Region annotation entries
____
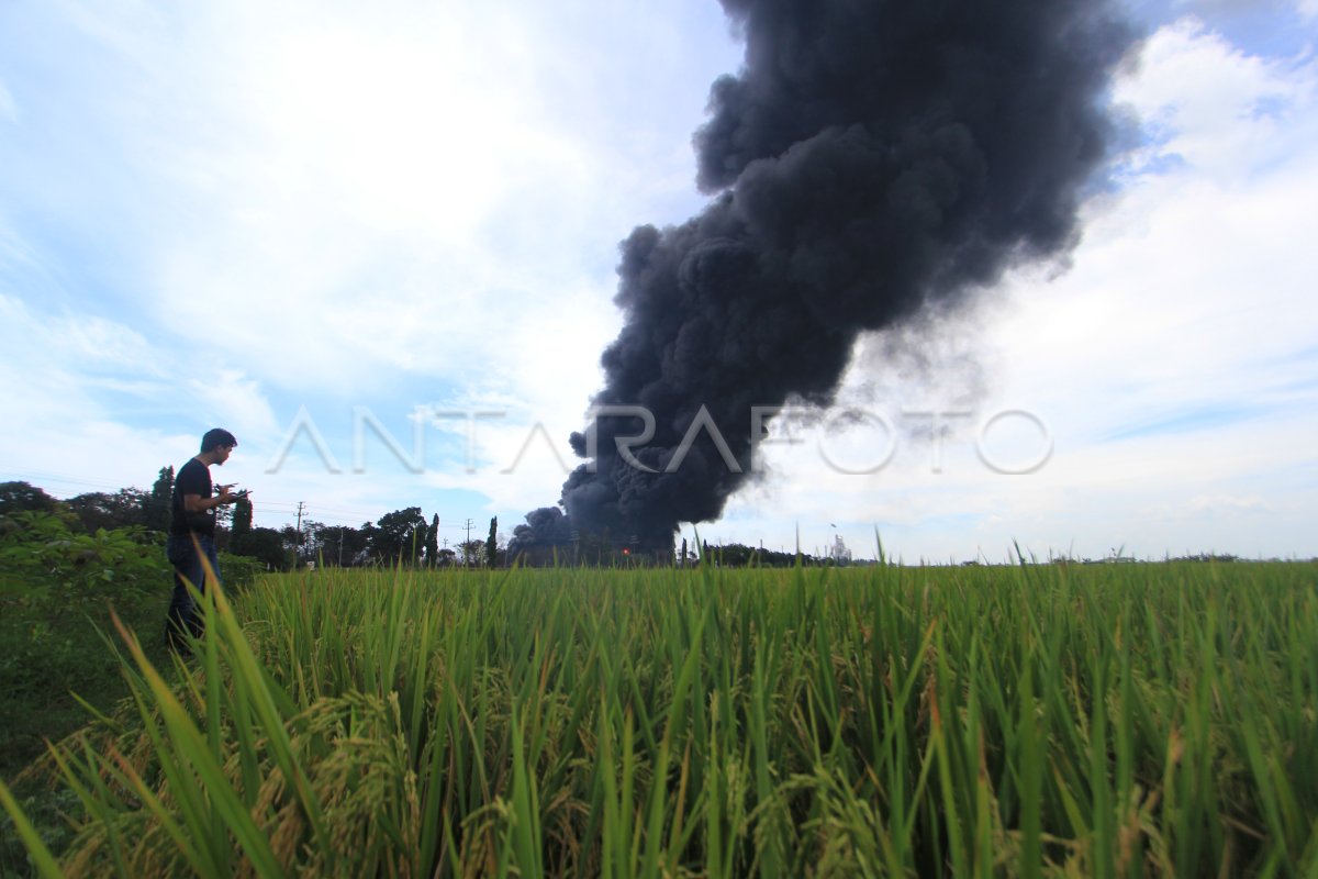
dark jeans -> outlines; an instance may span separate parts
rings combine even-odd
[[[195,546],[192,536],[196,536]],[[200,547],[200,552],[196,551],[198,547]],[[220,560],[215,555],[215,539],[203,534],[171,534],[165,542],[165,555],[174,565],[174,596],[169,602],[169,617],[165,619],[165,640],[171,647],[183,647],[182,634],[185,631],[200,638],[203,629],[203,617],[198,613],[196,602],[183,584],[183,579],[186,577],[187,582],[191,582],[198,592],[206,594],[206,568],[202,567],[202,559],[204,557],[210,563],[216,580],[220,579]]]

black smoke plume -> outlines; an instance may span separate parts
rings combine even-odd
[[[667,539],[750,477],[751,407],[828,405],[863,331],[954,304],[1077,240],[1111,134],[1104,90],[1132,42],[1107,0],[722,0],[741,72],[696,133],[704,212],[622,242],[596,457],[519,528]],[[708,431],[668,472],[701,407]],[[588,436],[573,434],[585,457]],[[652,472],[648,472],[652,470]],[[739,472],[738,472],[739,470]],[[552,513],[551,513],[552,510]],[[627,539],[623,536],[622,539]]]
____
Reproduce every entry above line for line, with no changes, but leave out the pictures.

→ **FULL ANSWER**:
dark jeans -> outlines; an instance may span separate parts
rings combine even-odd
[[[195,546],[192,536],[196,536]],[[200,547],[200,552],[196,551],[198,547]],[[220,560],[215,555],[215,539],[203,534],[171,534],[165,542],[165,555],[174,565],[174,596],[169,602],[169,617],[165,619],[165,640],[171,647],[183,647],[182,634],[185,631],[200,638],[203,629],[203,617],[198,613],[196,602],[183,584],[183,579],[186,577],[187,582],[191,582],[198,592],[206,594],[206,568],[202,567],[202,559],[204,557],[210,563],[216,580],[220,579]]]

black smoke plume -> outlines; an instance may span separate parts
rings combine even-odd
[[[667,539],[750,477],[751,407],[828,405],[863,331],[954,304],[1077,240],[1111,134],[1104,90],[1132,42],[1107,0],[722,0],[741,72],[696,133],[704,212],[622,242],[596,457],[519,528]],[[708,431],[668,472],[701,407]],[[588,436],[573,434],[585,457]],[[652,472],[648,472],[652,470]],[[739,472],[738,472],[739,470]],[[552,513],[551,513],[552,510]],[[627,539],[623,536],[622,539]]]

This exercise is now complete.